◆ **What the exercise asks**
No pictures belong in the copy. Set down exactly the lines from the one that contains "For instance, the" through the end of the data.

[Saved data entries]

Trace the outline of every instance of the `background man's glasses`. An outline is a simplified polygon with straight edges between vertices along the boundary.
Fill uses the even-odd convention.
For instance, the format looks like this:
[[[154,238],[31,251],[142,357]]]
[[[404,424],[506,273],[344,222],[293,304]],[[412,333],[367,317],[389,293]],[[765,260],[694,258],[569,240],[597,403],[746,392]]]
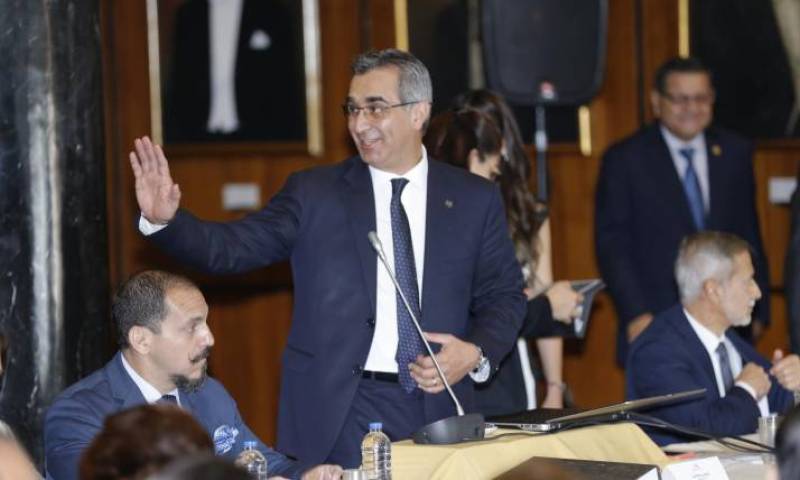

◆ **Response box**
For instance, the format looks like this:
[[[154,238],[31,251],[142,357]]]
[[[404,424],[506,273],[344,222],[293,304]],[[412,333],[367,317],[389,293]],[[765,260],[694,258],[569,240],[597,403],[746,392]]]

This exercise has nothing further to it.